指しゃぶりはいつまでにやめさせたらいいですか?

窪田先生の回答
ごく幼い時期の指しゃぶりは無理にやめさせず、見守りましょう。5~6歳を過ぎても続けると、骨の変形を起こす可能性があります

指しゃぶりは赤ちゃんの自然な行動

赤ちゃんの指しゃぶりは、胎生15~20週ごろにはすでに母胎の中で見られることがわかっています。これは偶然口に触れたものを吸う吸啜(きゅうてつ)反射と考えられています。

この吸啜反射は生後4~5ヵ月で消失し、指しゃぶりも減少していきますが、1歳ごろでもまだ眠くなったときや不安・緊張を感じたときには、指しゃぶりをすることがあります。これは、しゃぶるという行為によって快感を得たり、不安を解消したりするのが目的です。その後、言葉を覚え会話をする機会が増えていくのとともに、指しゃぶりはしなくなります。

ところが、「室内遊びが多い」「テレビやビデオを見る時間が長い」「親子の触れ合う時間が短い」といった状態が続くと、子どもは不安や寂しさを紛らわすために指をしゃぶる回数が多くなり、なかなかやめなくなるのです。

• 提供データ

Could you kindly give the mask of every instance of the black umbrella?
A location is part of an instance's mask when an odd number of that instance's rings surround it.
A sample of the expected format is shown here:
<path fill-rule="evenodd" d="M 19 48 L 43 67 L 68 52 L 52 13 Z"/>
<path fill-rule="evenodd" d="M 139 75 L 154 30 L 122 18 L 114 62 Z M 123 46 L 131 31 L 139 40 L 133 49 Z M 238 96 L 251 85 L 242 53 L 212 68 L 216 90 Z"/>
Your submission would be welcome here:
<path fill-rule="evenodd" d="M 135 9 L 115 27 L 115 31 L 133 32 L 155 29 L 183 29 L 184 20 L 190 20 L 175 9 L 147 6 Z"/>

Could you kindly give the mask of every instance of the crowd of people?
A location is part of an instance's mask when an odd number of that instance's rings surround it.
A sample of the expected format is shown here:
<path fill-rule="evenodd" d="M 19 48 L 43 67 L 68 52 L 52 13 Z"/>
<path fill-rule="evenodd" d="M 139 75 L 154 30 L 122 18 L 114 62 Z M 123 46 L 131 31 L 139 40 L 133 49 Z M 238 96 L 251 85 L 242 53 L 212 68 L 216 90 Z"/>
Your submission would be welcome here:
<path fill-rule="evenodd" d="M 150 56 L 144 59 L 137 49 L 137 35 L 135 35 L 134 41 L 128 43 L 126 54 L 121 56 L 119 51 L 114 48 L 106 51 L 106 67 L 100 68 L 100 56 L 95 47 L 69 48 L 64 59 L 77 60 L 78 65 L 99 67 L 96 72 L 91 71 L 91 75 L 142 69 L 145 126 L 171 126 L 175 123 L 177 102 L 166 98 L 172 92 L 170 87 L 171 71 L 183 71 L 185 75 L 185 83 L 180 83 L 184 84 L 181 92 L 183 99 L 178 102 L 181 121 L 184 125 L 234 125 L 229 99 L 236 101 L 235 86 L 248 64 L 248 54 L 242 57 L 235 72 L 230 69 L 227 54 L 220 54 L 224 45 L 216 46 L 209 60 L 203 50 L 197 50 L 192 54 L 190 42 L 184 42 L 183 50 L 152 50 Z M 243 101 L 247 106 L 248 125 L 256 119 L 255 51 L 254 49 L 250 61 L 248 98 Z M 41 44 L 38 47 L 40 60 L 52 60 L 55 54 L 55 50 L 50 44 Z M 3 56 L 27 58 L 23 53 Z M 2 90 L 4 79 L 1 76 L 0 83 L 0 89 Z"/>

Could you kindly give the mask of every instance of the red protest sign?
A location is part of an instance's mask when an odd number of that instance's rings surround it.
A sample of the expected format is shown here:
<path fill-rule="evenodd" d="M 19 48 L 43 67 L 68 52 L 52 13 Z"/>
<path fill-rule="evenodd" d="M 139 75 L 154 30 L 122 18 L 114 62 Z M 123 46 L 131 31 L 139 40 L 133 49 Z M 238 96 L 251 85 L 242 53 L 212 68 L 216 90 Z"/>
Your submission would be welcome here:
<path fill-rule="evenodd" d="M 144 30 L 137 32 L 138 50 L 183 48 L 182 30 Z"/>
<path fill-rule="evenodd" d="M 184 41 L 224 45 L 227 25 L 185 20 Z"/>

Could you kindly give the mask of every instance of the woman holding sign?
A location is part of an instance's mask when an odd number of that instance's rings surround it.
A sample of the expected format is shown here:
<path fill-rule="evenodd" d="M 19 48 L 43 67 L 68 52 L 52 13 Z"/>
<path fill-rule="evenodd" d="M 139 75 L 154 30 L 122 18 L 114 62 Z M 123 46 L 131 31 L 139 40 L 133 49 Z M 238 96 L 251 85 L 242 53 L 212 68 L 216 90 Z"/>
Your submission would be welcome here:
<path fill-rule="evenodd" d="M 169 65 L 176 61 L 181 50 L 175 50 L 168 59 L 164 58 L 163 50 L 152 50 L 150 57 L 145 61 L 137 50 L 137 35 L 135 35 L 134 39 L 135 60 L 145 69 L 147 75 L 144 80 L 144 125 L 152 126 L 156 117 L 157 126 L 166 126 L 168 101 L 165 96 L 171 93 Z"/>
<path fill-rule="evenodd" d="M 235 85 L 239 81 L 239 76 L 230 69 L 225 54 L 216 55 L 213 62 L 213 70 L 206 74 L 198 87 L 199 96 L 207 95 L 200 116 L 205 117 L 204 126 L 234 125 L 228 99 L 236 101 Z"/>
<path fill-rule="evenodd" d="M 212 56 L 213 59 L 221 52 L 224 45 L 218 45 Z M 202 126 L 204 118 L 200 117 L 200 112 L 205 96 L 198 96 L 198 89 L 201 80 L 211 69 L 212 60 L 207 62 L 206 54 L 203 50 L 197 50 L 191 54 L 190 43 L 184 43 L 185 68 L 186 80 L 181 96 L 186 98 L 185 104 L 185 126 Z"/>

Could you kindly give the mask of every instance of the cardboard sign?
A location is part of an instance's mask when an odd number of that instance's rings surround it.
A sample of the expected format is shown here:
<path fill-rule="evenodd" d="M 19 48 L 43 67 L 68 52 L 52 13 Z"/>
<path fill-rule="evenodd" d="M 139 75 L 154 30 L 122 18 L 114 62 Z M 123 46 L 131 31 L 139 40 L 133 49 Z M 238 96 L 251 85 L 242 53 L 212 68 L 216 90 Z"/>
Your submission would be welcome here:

• 取り組む課題 1
指しゃぶりについての原文では、吸啜反射は生後何ヵ月で消失するとされていますか。
• 取り組む課題 2
次の(a)~(c)がそれぞれ指しゃぶりについての原文の内容と合っているかどうかを答えてください。答えには、判断の決め手となる原文の言葉をそのまま引用してください。
(a) 赤ちゃんの指しゃぶりは、胎生15~20週ごろにはすでに母胎の中で見られる。
(b) 窪田先生は、ごく幼い時期の指しゃぶりをすぐにやめさせるよう勧めている。
(c) 親子の触れ合う時間が短い状態が続くと、指をしゃぶる回数は減っていく。
• 取り組む課題 3
指しゃぶりについての原文を、最後の文の後から続けて書いてください。
記録は原文とは関係がありません。

• 解答例 1
生後4~5ヵ月で消失するとされています。

• 解答例 2
(a) 合っている。「胎生15~20週ごろにはすでに母胎の中で見られることがわかっています」
(b) 合っていない。「ごく幼い時期の指しゃぶりは無理にやめさせず、見守りましょう」
(c) 合っていない。「指をしゃぶる回数が多くなり、なかなかやめなくなるのです」

• 解答例 3
あせらず、ゆっくりやめるように働きかける

指しゃぶりは上下の前歯がかみ合わなくなる開咬を引き起こします。また上顎の前歯が前突し、口が閉じにくくなり、発音も不明瞭になります。骨格性の開咬になると本格的な矯正治療が必要になります。早期にやめれば自然治癒しやすいのですが、5~6歳を過ぎたら、できるだけ早くやめさせましょう。

ごく幼い時期の指しゃぶりは無理にやめさせないで見守りましょう。そして、戸外での遊びや運動を十分にさせてできるだけストレスを発散させたり、指しゃぶり以外のものに関心を向けさせたりしてください。

言うことがある程度理解できるようになったら、指しゃぶりをやめるよう働きかけてみてください。本人が自覚するようになったら、もうすぐです。